Le pari de C’est pas classique: surprendre, convaincre et bientôt faire rêver… La captation d’un très large public se réalise par des conditions d’accès sans condition. Le message du festival est clair: la découverte et le confort d’écoute, accordés à la qualité des ensembles et des solistes qui y paraissent. Voilà une excellente vision qui pourrait renouveler les publics du classique.
Voix et opéra à l’honneur
Cette année, l’opéra et la voix étaient particulièrement mis en avant: grande soirée d’ouverture (« La vie, l’amour et la mort des divas », vendredi 31 octobre 2008 à 20h30) avec l’Orchestre régional de Cannes PACA qui sous la direction de Philippe Bender, qui porte la phalange depuis 30 ans, accompagne les jeunes tempéraments vocaux dont l’excellente Sylvia Hwang (lauréate du Concours international de Chant de Montréal 2005): clarté du timbre, technique impeccable, intensité et intériorité du chant. Sa Gilda (de Rigoletto de Verdi) rayonne de sensibilité tendre et lumineuse.

Entrées du corpus:
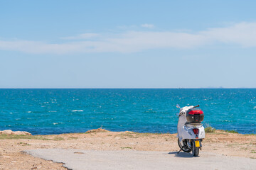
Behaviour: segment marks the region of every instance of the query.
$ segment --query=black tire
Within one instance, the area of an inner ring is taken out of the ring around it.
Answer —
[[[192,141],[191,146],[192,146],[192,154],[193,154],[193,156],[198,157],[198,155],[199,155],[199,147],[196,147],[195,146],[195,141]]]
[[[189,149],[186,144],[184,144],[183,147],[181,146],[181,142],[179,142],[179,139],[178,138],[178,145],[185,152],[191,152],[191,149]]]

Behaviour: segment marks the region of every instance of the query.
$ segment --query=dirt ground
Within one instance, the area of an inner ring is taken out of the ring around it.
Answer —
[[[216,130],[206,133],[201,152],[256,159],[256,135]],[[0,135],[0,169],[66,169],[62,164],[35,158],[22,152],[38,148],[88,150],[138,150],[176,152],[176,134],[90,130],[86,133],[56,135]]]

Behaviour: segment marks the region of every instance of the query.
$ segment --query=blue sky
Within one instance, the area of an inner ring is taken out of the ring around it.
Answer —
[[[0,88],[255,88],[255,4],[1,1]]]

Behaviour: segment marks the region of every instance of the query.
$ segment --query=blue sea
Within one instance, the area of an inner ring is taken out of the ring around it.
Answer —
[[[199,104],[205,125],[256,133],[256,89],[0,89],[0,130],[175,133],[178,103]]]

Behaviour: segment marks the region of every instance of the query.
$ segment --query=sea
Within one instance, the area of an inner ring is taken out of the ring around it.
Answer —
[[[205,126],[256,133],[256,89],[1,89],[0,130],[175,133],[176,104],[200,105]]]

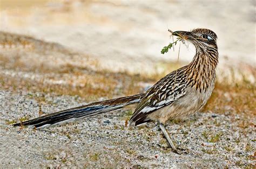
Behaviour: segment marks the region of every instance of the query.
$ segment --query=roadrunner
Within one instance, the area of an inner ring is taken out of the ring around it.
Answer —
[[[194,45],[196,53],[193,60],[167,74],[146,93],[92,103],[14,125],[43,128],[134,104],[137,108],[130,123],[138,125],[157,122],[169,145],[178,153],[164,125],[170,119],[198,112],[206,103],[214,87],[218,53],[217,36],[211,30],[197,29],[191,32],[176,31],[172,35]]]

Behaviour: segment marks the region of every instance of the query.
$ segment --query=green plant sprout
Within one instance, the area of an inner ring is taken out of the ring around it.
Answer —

Objet de la tâche: Pourriez-vous poursuivre le compte rendu du festival C’est pas classique en reprenant juste après sa dernière phrase ?

Réponse proposée:
Le lendemain, samedi 1er novembre, aux côtés des innombrables ateliers, rencontres, sessions en tous genres qui dès 13h30 proposent à chaque visiteur l’occasion de découvrir et de comprendre le classique, deux grands événements ont marqué aussi les esprits, au sein de la thématique 2008: le concert Verdi, Puccini du Philharmonique de Nice, puis en soirée, le gala exceptionnel des 20 ans de Virgin classics.
L’Orchestre qui anime la fosse de l’Opéra de Nice, le Philharmonique dirigé par Marco Guidarini, peut s’enorgueillir de la direction du maestro depuis 2002: la direction de celui qui vient d’inaugurer l’Opéra d’Oslo, se révèle à la fois vive et musclée, sensible et engagée (superbe intermède de Manon Lescaut de Puccini). Ce geste ample et précis, jamais appuyé, fait de marco Guidarini l’une des baguettes les plus fines de la scène actuelle. Après avoir ouvert les répétitions de Macbeth (actuellement à l’affiche du théâtre lyrique) aux jeunes des quartiers défavorisés, Orchestre et chef jouaient un programme d’opéra italien, composé d’airs de Verdi et de Puccini. Les musiciens sont à leur aise dans le lyrique: ils n’écrasent jamais la voix comme on a pu l’écouter parfois s’agissant de l’Orchestre de Cannes. L’équilibre voix et orchestre est magistralement préservé et indique déjà l’acuité superlative du chef.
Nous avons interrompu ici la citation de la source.